Turn every line of the data below into a JSON list of strings, one string per line, skipping blank lines. Leave the pictures out.

**Stored records**
====================
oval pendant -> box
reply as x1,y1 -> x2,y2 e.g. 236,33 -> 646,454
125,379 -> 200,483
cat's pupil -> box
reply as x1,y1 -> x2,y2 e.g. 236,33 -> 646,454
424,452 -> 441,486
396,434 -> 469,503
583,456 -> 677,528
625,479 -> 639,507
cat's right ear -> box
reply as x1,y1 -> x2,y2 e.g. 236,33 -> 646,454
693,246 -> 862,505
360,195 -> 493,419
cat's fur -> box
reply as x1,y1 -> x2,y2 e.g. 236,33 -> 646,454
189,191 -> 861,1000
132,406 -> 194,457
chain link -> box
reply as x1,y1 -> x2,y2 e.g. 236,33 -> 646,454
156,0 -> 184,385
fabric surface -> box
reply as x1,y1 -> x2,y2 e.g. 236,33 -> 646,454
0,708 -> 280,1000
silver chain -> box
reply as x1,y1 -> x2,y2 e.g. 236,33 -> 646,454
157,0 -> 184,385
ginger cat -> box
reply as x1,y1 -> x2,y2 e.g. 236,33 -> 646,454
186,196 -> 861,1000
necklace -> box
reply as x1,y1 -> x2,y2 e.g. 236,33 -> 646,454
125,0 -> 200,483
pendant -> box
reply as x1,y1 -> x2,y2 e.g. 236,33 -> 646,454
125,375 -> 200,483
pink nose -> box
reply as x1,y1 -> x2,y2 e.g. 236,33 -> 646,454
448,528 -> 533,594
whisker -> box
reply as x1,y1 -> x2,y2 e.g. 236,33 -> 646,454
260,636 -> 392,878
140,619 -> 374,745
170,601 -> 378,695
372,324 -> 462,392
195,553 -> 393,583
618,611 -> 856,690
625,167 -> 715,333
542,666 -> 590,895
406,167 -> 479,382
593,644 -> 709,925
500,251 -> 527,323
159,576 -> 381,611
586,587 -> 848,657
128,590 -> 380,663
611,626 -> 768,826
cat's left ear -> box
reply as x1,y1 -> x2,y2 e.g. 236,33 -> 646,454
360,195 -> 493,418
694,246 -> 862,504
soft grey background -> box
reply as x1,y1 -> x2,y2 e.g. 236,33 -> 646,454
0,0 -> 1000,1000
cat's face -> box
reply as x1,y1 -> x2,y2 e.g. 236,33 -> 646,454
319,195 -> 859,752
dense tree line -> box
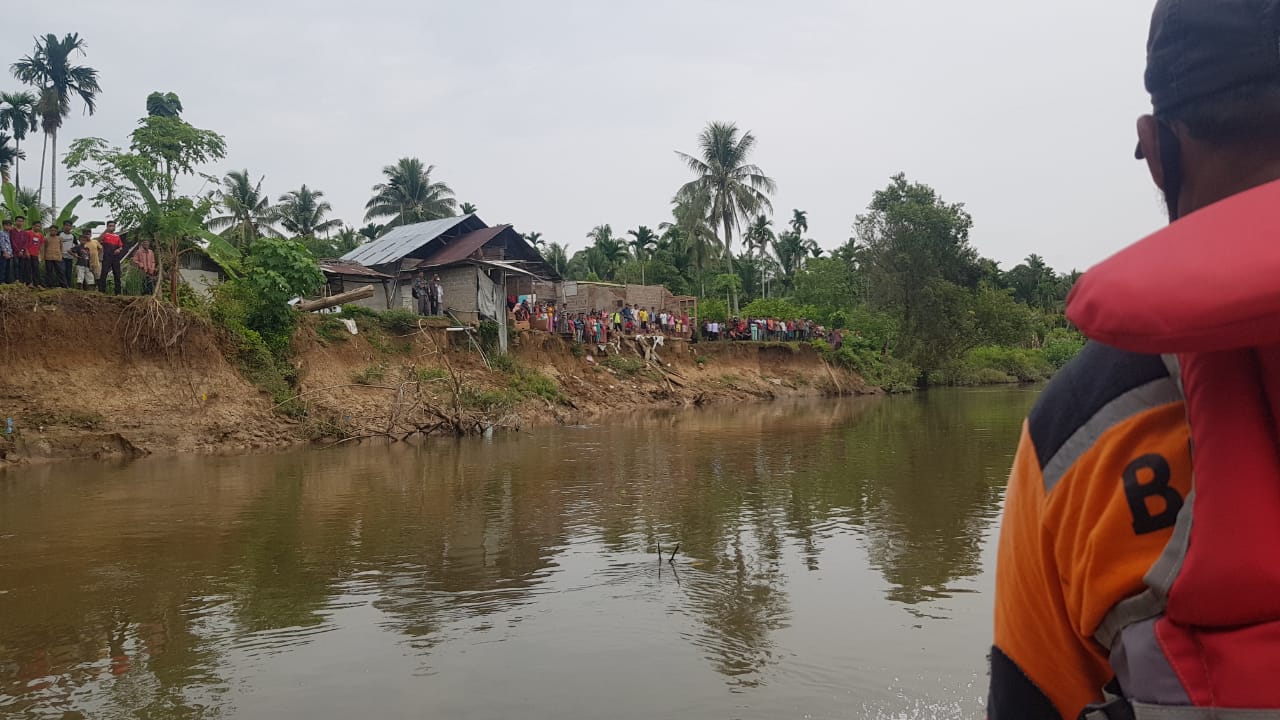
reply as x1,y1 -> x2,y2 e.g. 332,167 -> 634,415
====================
**Output for this exercise**
[
  "oval pendant -> box",
  "reply as x1,y1 -> x2,y2 e.g. 236,33 -> 646,454",
  "125,379 -> 200,483",
  "cat's pupil -> box",
  "reply as x1,y1 -> x2,y2 e.g. 236,33 -> 646,454",
  "424,452 -> 441,486",
  "396,434 -> 469,503",
  "583,456 -> 677,528",
  "625,479 -> 639,507",
  "cat's right ear -> box",
  "reply as x1,y1 -> x2,y2 e.g. 236,33 -> 646,454",
  "693,246 -> 862,505",
  "360,195 -> 493,419",
  "cat's fur -> box",
  "reply as x1,y1 -> x2,y2 e.g. 236,33 -> 646,454",
  "189,191 -> 861,1000",
  "132,406 -> 194,457",
  "chain link -> box",
  "reply as x1,y1 -> x2,y2 e.g. 236,33 -> 646,454",
  "156,0 -> 184,385",
  "fabric surface -> box",
  "reply as x1,y1 -> x2,y2 e.g. 236,33 -> 646,454",
  "0,708 -> 280,1000",
  "silver chain -> box",
  "reply as x1,y1 -> x2,y2 e.g. 236,33 -> 646,454",
  "157,0 -> 184,385",
  "ginger cat -> box",
  "reply as x1,y1 -> x2,y2 e.g. 236,33 -> 646,454",
  "186,196 -> 861,1000",
  "necklace -> box",
  "reply as x1,y1 -> x2,y2 e.g. 236,33 -> 646,454",
  "125,0 -> 200,483",
  "pendant -> box",
  "reply as x1,y1 -> x2,y2 e.g. 236,33 -> 646,454",
  "125,375 -> 200,483",
  "pink nose -> box",
  "reply as x1,y1 -> x2,y2 e.g. 236,33 -> 646,454",
  "448,528 -> 533,594",
  "whisker -> box",
  "reply as x1,y1 -> x2,y2 e.g. 236,33 -> 646,454",
  "260,636 -> 392,878",
  "140,619 -> 374,745",
  "170,601 -> 378,695",
  "372,324 -> 462,392",
  "195,553 -> 393,583",
  "618,611 -> 856,690",
  "625,167 -> 715,333",
  "542,666 -> 590,895",
  "406,167 -> 479,382",
  "593,644 -> 709,925",
  "500,251 -> 527,323",
  "159,576 -> 381,611",
  "586,587 -> 848,657",
  "128,590 -> 380,663",
  "611,626 -> 768,826",
  "cat's left ear -> box",
  "reply as x1,y1 -> x2,y2 e.g. 236,33 -> 646,454",
  "360,195 -> 493,418",
  "694,246 -> 862,504",
  "soft grey background -> box",
  "reply as x1,y1 -> x2,y2 e.g. 236,33 -> 646,454",
  "0,0 -> 1000,1000",
  "cat's face -> box",
  "reply as x1,y1 -> x2,y2 e.g. 236,33 -> 646,454",
  "319,195 -> 859,752",
  "dense tree line -> box",
  "reply as x1,y1 -> x2,y2 e.g. 332,167 -> 634,415"
]